* CUPLIKAN DOKUMEN
* * * * *
Masuk dan bergabung di Padepokan Gajah Lampung yang didirikan dan dikelola Imron bersama keluarganya bukan hal mudah. Ada syarat penting yang mesti dipenuhi.

Para lifter dan calon lifter harus menunjukkan kemampuan dan potensi di cabang angkat besi, serta tekad untuk berlatih dan disiplin.

KOMPAS/AGUS SUSANTO

Lifter peraih emas SEA Games Okta Dwi Pramita mengatakan, kegiatan beres-beres di pagi, siang, atau petang seusai dengan latihan, serta dua kali dalam seminggu beres-beres besar, menjadi cara Imron mengajarkan tanggung jawab, disiplin, kebersihan, kerapian, serta rasa memiliki terhadap padepokan. Apalagi padepokan ini juga menjadi rumah bagi para lifter.

Pak Imron juga terus menanamkan sikap rendah hati. Kalau dapat medali, memenangi satu kejuaraan tidak boleh jumawa, harus tetap bersyukur. Terus, tidak boleh boros, harus menabung dan hemat. Persis seperti Dasa Dharma Pramuka itu, Mbak.

KOMPAS/AGUS SUSANTO

Ada alasan kuat mengapa Imron menanamkan semua nilai itu kepada lifter dan calon lifter.

Itu semua demi masa depan mereka. Padepokan ini adalah rumah dan tempat mereka meraih mimpi.

Di padepokan yang saat ini menempati area seluas 2.600 meter persegi itu, lifter-lifter usia pemula, remaja, yunior, dan senior potensial dari keluarga kurang mampu tinggal dan berlatih. Mereka ditemukan sejak usia remaja oleh tim pemantau bakat dari padepokan.

”Ya, memang jauh dari rumah, tetapi ibuku sudah meninggalkanku. Aku tinggal bersama simbah (nenek), bapak, juga mbak,” ujar Dedi Kurniawan, salah satu lifter remaja yang bergabung di padepokan dalam dua tahun terakhir.

Si mungil Dedi, dalam dua tahun terakhir, menunjukkan kemajuan, khususnya dalam teknik. Lifter kelas V SD Fajar Esuk, Pringsewu, yang berbobot 25 kg ini mampu mengangkat beban 40-an kg. Cara dia mengangkat beban pun terlihat luwes. ”Kalau aku, mauku berlatih terus sampai berhasil,” ujarnya.
* * * * *
Catatan
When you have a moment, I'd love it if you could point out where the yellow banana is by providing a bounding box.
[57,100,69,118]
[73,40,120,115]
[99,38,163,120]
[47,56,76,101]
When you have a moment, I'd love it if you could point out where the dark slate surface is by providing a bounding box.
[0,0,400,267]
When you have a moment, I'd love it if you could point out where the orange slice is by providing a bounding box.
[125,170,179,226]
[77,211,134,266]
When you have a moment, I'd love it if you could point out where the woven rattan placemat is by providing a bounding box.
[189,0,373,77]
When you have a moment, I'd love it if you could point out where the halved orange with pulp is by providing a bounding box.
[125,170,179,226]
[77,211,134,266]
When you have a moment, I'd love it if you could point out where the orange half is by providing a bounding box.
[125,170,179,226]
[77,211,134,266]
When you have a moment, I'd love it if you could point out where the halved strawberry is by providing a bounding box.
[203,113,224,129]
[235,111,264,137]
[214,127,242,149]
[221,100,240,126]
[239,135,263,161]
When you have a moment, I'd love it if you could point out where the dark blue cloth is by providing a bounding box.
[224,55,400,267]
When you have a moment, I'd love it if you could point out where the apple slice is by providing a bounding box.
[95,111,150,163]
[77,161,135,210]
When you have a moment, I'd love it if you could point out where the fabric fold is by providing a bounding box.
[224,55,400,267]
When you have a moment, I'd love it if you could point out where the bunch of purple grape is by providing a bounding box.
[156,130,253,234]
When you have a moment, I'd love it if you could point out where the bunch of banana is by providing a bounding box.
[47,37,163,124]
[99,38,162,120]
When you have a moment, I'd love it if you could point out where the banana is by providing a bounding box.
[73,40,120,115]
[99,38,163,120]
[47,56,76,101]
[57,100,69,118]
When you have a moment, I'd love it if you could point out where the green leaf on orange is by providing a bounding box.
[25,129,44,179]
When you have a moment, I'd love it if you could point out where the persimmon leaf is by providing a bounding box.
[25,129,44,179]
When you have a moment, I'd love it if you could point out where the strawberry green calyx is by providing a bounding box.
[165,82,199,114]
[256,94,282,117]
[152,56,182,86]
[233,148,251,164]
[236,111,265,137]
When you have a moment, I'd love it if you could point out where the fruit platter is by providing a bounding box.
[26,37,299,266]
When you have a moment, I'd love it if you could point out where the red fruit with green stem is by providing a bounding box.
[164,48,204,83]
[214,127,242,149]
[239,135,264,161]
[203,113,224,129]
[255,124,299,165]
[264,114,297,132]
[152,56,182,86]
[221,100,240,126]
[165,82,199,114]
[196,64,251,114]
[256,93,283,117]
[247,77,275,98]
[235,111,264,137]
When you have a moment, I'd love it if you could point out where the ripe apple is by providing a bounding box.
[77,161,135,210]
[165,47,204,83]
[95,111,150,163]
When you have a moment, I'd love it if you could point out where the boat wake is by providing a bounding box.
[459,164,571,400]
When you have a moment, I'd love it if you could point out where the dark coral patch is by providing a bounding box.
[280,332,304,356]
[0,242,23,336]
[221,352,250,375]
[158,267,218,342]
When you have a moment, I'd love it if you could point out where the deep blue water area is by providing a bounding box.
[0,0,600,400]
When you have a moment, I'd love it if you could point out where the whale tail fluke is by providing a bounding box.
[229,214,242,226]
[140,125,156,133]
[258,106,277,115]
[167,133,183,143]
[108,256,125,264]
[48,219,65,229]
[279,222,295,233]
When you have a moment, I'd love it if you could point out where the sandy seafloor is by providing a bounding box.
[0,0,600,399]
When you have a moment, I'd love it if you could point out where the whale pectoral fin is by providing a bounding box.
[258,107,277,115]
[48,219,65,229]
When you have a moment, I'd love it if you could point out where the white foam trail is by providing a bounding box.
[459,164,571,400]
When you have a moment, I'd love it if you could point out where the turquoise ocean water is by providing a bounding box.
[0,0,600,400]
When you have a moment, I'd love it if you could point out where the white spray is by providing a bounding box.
* * * * *
* DAFTAR TUGAS
a - Jawablah pertanyaan berikut berdasarkan teks tentang Padepokan Gajah Lampung.
(i) Berapa luas area yang saat ini ditempati padepokan tersebut?
(ii) Berapa kali dalam seminggu kegiatan beres-beres besar dilakukan?
(iii) Berapa berat badan Dedi Kurniawan?
b - Tuliskan kembali secara persis bagian teks tentang Padepokan Gajah Lampung yang dimulai dengan kata-kata "Para lifter dan" dan diakhiri dengan "dan calon lifter.".

* JAWABAN TUGAS
a -
(i) 2.600 meter persegi.
(ii) Dua kali.
(iii) 25 kg.

b -
Para lifter dan calon lifter harus menunjukkan kemampuan dan potensi di cabang angkat besi, serta tekad untuk berlatih dan disiplin.

KOMPAS/AGUS SUSANTO

Lifter peraih emas SEA Games Okta Dwi Pramita mengatakan, kegiatan beres-beres di pagi, siang, atau petang seusai dengan latihan, serta dua kali dalam seminggu beres-beres besar, menjadi cara Imron mengajarkan tanggung jawab, disiplin, kebersihan, kerapian, serta rasa memiliki terhadap padepokan. Apalagi padepokan ini juga menjadi rumah bagi para lifter.

Pak Imron juga terus menanamkan sikap rendah hati. Kalau dapat medali, memenangi satu kejuaraan tidak boleh jumawa, harus tetap bersyukur. Terus, tidak boleh boros, harus menabung dan hemat. Persis seperti Dasa Dharma Pramuka itu, Mbak.

KOMPAS/AGUS SUSANTO

Ada alasan kuat mengapa Imron menanamkan semua nilai itu kepada lifter dan calon lifter.